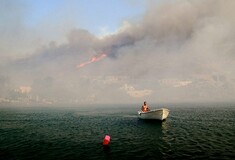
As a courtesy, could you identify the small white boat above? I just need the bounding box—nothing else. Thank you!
[138,108,169,121]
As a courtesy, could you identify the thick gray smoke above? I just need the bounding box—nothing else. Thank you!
[0,0,235,103]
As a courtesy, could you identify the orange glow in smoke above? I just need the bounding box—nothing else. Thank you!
[77,53,107,68]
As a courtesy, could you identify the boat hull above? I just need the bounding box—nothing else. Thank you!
[138,108,169,121]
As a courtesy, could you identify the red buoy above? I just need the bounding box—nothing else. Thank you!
[103,135,110,145]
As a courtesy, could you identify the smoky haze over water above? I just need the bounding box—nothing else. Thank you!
[0,0,235,104]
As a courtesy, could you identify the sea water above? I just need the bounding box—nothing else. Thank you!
[0,104,235,160]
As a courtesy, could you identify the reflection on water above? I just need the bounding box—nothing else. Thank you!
[0,105,235,160]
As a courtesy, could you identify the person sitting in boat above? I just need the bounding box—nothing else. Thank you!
[141,101,150,112]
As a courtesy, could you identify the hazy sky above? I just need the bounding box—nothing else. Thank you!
[0,0,235,104]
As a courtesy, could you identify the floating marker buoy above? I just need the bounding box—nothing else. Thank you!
[103,135,110,145]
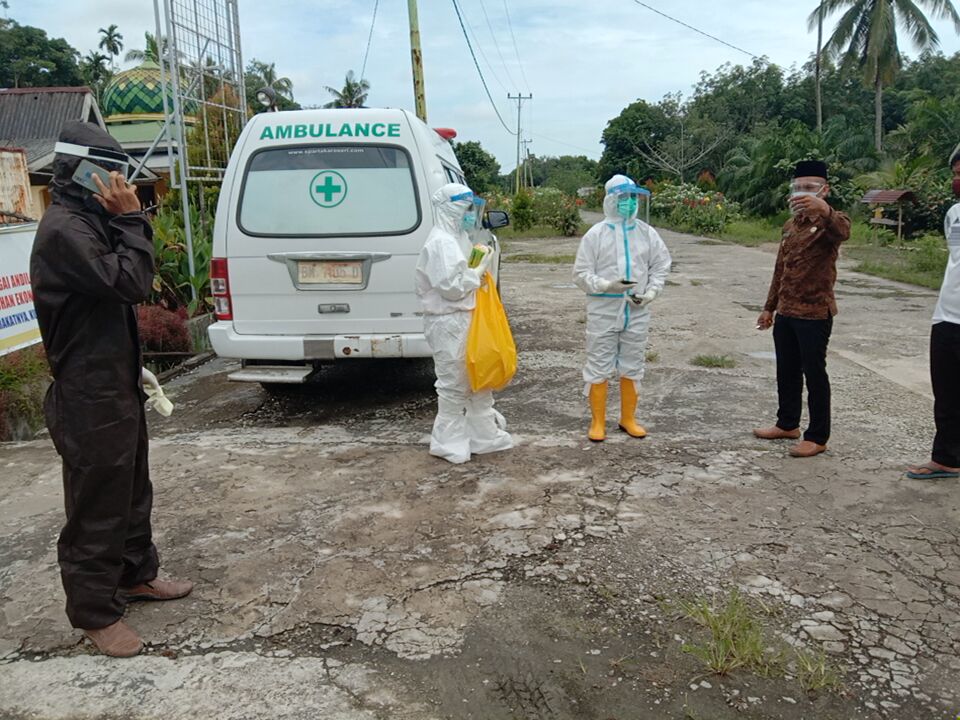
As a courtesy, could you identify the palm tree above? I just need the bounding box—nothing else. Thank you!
[80,50,112,103]
[124,32,182,63]
[248,60,293,100]
[324,70,370,108]
[807,0,960,153]
[97,25,123,66]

········

- _What the task requires_
Lay out all the entries above as a numbered list, skipping any blank lines and leaving out the pictures.

- _Exercise result_
1. As a courtesy, could you identify the small white boat above? I just need the bounding box—nothing else. Thank you!
2. [138,108,169,121]
3. As a courtesy, could you identify the thick gray smoke above? I just need the bounding box—nothing else. Thank you!
4. [0,0,235,103]
5. As a courtesy, could you identify the orange glow in smoke above? I just need the bounding box—nothing else. Thank you!
6. [77,53,107,68]
7. As a courtesy, could you identify the boat hull above? I just need the bounding box—nothing else. Thank you!
8. [138,108,169,121]
9. As a courtesy, could you identify the red buoy above? I just need the bounding box—nothing else. Thank you!
10. [103,135,110,145]
11. As a courtesy, could you identify the smoky haze over water above? I just need the bounding box—nothing else. Thank you!
12. [0,0,235,104]
13. As a courtesy, could you identify the sea water above? I just need the bounding box—nothing else. Thank you!
14. [0,104,235,160]
15. As a courtesy, could you identify the reflection on water above? I just need the bounding box—nothing else. Thank you!
16. [0,105,235,160]
17. As a courtesy, could you identify the person sitting in boat above? I just need the bounding box—nothing else. Thank you!
18. [141,101,150,112]
19. As a courtesy, could you identify the hazy sky above? I just need the bounding box—nothing else. Thank you!
20. [0,0,235,104]
21. As a courtesy, could you identify the floating marker buoy above? I just need the bounding box—nothing else. Thank you!
22. [103,135,110,145]
23. As a courtesy, could you identify the palm tree above? I just need the bounding box—nothing else. Thank you!
24. [80,50,112,103]
25. [124,32,182,63]
26. [248,60,293,100]
27. [324,70,370,108]
28. [807,0,960,153]
29. [97,25,123,66]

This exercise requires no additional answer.